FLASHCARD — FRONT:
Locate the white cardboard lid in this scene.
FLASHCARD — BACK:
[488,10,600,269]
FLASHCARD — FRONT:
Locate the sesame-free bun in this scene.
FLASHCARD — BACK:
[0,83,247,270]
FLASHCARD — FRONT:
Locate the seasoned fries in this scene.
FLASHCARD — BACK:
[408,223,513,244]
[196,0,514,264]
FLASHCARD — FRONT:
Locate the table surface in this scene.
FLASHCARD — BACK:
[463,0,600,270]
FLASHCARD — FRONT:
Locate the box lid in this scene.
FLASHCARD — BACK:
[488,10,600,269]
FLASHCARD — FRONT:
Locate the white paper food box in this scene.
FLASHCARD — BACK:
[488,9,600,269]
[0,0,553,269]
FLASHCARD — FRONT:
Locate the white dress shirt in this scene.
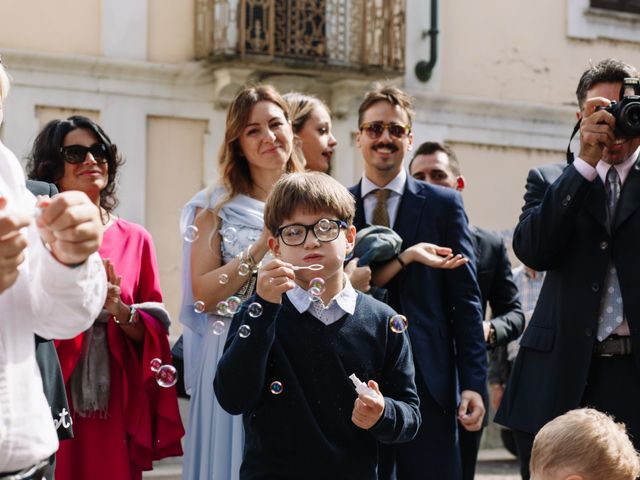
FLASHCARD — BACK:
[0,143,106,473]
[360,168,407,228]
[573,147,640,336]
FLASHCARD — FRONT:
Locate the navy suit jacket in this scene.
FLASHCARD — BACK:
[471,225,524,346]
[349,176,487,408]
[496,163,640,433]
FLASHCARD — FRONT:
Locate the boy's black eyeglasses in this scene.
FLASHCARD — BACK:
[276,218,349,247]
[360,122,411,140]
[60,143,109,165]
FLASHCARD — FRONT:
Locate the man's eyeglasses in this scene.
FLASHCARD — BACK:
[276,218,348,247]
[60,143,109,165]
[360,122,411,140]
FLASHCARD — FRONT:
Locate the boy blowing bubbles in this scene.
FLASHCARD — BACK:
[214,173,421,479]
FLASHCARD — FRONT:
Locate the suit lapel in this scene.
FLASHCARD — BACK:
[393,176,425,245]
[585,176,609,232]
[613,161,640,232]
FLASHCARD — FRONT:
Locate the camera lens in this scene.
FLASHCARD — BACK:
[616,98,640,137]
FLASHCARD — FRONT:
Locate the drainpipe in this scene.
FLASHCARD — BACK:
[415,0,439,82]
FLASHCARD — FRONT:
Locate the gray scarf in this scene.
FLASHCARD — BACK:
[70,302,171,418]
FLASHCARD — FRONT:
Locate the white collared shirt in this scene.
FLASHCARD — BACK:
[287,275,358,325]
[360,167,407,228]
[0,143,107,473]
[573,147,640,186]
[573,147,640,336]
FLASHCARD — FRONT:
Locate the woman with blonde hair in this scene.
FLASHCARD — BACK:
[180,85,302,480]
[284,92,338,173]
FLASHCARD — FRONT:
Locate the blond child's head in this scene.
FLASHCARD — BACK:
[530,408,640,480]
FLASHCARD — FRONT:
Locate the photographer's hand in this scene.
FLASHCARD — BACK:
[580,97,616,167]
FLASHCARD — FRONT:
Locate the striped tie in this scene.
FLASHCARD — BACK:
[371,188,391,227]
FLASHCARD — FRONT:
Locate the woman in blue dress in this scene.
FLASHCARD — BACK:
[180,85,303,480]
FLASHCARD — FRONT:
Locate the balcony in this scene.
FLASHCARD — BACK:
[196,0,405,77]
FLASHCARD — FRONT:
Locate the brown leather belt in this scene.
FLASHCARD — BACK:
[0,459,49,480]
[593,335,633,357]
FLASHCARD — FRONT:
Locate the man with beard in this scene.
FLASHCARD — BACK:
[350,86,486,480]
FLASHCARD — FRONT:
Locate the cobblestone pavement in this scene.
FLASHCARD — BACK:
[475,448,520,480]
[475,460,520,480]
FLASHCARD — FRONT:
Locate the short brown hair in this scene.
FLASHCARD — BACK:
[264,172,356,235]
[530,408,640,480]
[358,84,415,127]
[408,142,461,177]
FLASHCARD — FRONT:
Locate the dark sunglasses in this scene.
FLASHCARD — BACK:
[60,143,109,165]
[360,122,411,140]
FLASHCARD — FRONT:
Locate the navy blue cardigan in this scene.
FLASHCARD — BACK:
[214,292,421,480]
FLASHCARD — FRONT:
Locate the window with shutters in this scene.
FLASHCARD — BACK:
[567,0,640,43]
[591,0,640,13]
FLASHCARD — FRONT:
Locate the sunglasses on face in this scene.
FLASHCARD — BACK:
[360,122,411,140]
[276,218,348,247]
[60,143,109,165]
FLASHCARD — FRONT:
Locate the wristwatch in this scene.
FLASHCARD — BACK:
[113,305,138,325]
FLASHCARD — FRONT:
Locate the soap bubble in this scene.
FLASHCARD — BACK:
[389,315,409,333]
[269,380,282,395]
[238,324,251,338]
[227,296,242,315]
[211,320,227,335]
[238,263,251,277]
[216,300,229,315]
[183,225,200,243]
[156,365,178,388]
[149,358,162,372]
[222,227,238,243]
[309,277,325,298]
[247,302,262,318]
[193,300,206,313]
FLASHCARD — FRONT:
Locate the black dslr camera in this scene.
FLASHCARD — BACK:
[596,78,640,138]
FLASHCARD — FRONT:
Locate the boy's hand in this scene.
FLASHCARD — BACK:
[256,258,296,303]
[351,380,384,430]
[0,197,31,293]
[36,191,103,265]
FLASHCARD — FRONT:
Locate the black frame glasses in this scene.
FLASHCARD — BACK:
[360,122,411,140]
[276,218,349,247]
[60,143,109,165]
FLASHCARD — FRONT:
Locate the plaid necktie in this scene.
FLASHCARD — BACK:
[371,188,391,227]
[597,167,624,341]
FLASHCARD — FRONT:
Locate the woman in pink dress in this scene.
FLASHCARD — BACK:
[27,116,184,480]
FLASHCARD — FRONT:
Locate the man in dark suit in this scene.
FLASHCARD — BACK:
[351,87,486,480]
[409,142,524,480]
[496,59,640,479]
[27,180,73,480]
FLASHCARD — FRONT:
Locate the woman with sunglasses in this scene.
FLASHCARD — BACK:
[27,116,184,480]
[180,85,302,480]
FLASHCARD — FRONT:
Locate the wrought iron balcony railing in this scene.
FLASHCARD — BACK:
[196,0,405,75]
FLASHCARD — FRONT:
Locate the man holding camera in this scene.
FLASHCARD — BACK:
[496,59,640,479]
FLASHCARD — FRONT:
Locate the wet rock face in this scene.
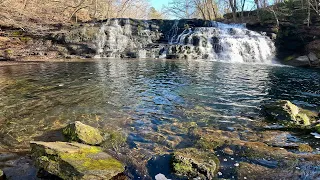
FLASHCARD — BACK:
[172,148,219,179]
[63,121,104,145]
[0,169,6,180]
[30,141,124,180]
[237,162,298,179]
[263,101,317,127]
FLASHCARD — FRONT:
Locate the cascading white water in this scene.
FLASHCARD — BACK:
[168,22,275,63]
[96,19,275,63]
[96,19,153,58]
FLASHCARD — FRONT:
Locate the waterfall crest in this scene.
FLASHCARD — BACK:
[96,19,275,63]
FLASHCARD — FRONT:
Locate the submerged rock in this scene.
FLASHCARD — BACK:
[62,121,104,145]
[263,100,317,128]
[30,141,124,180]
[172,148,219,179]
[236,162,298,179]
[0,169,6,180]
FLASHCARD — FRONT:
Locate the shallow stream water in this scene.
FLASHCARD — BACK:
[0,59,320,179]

...

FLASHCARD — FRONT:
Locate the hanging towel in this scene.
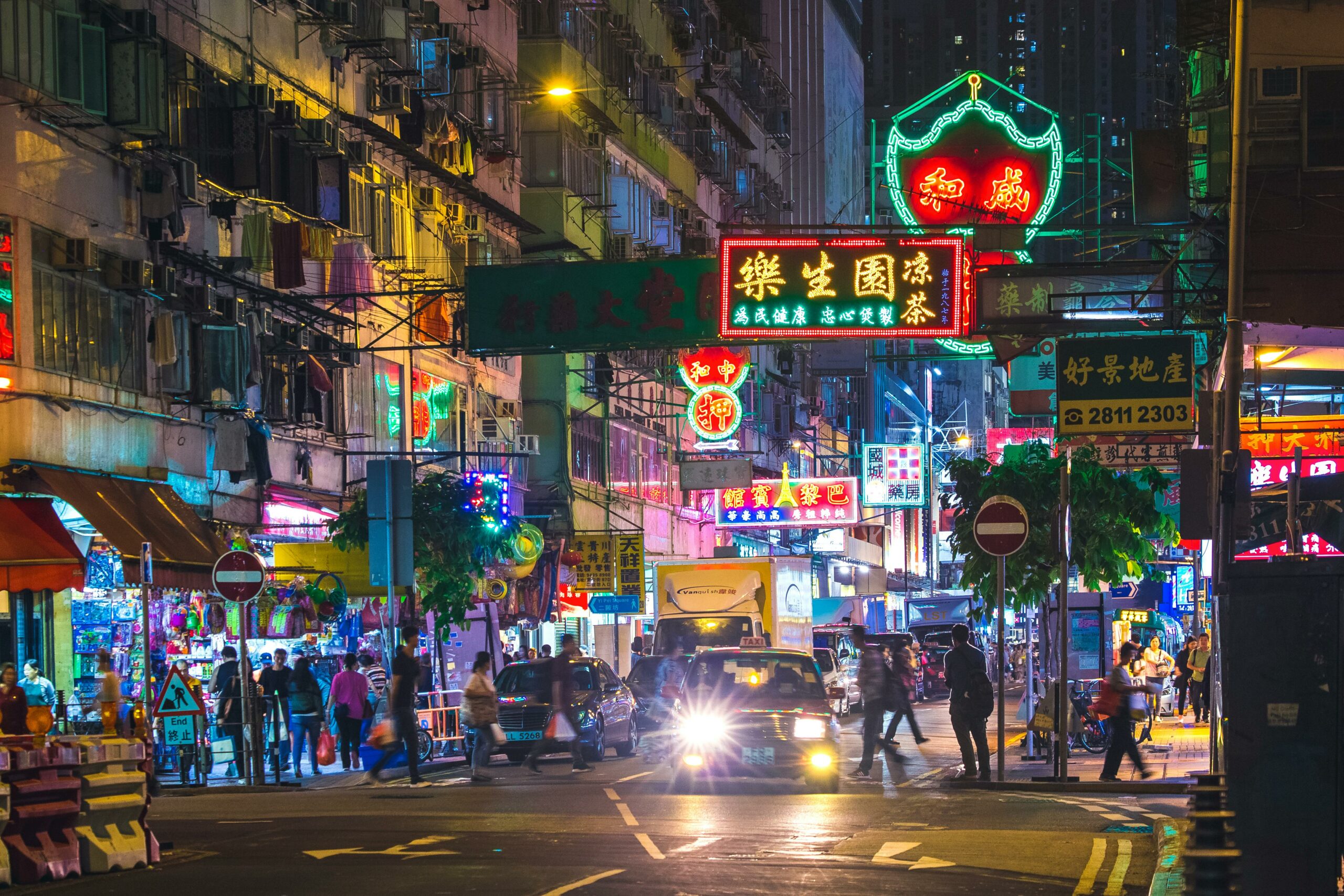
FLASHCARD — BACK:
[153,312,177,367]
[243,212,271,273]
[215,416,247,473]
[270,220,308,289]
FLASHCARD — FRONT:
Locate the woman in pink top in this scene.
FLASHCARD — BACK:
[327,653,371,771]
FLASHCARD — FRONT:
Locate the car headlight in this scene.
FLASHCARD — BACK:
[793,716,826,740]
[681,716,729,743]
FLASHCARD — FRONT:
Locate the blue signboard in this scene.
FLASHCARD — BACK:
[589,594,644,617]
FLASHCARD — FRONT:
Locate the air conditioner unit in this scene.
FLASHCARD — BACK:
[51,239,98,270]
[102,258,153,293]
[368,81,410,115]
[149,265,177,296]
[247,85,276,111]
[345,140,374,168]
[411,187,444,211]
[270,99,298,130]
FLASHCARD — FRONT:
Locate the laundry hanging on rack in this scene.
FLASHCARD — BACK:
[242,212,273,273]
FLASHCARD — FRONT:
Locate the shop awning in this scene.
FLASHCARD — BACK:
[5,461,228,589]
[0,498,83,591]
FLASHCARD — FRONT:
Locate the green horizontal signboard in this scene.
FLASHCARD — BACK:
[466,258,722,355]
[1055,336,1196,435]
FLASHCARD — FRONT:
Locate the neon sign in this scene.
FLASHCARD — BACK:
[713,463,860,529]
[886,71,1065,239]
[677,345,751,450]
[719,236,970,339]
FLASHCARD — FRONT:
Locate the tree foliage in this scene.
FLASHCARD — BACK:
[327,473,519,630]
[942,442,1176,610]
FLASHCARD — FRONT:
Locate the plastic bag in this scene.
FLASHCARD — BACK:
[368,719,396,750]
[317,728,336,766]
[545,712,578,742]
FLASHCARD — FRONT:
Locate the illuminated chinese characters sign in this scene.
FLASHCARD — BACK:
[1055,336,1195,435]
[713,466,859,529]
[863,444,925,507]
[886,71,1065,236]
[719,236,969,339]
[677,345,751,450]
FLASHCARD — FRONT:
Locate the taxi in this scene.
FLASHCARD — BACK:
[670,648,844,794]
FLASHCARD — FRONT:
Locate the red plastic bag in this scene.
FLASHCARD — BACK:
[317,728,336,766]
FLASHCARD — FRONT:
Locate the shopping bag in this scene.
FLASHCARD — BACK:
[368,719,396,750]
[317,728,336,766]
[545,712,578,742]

==

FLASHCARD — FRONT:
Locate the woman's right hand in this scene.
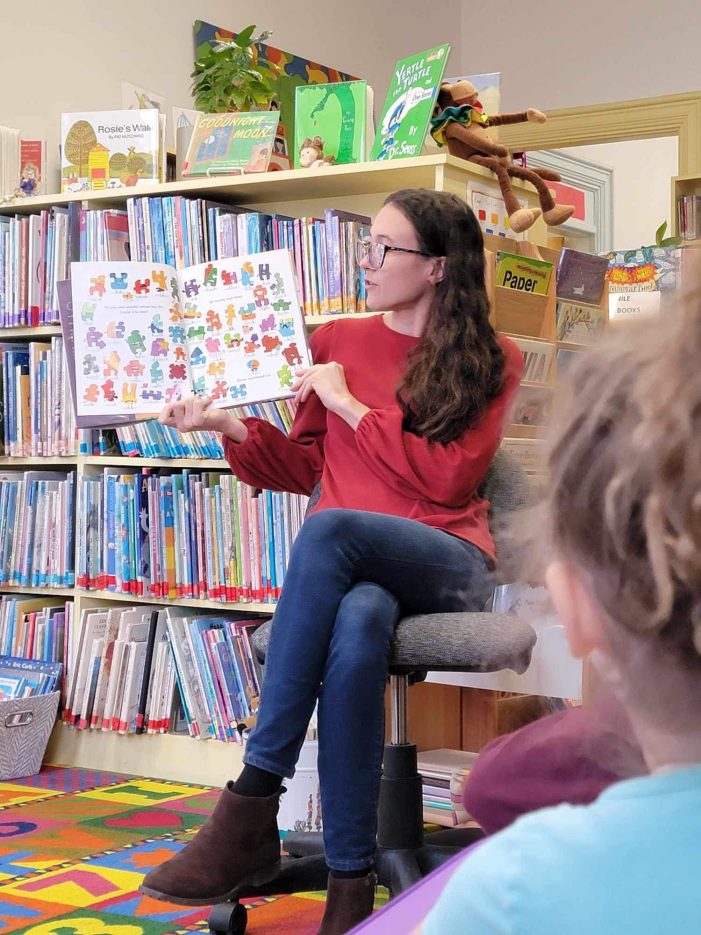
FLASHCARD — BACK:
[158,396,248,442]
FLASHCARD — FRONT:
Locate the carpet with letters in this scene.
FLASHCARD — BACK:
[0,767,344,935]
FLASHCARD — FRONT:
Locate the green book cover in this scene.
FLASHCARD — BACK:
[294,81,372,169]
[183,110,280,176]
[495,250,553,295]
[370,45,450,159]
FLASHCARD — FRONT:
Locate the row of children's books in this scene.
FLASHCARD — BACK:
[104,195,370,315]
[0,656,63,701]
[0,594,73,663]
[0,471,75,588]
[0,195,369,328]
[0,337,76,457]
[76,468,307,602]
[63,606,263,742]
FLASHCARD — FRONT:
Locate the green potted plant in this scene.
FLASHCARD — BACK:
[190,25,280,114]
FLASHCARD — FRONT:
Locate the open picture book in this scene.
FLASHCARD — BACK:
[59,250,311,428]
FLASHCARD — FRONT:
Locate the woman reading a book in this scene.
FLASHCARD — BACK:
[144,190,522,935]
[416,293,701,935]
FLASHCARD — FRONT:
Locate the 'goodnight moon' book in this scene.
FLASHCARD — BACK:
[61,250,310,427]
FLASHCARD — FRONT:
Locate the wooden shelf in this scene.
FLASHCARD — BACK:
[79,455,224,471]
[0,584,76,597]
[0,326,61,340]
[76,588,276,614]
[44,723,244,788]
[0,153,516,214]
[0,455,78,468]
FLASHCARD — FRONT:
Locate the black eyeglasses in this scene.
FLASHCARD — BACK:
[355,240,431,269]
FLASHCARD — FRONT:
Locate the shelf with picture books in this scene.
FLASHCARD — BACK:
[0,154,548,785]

§ WHAT YOU HAVE TO DO
Select every line of the items above that contains the word "suit", and copy each such line.

§ FINISHED TASK
Locate the navy suit jacket in this scene.
Locate the suit lapel in this scene.
Locate the man in dark suit in this scene.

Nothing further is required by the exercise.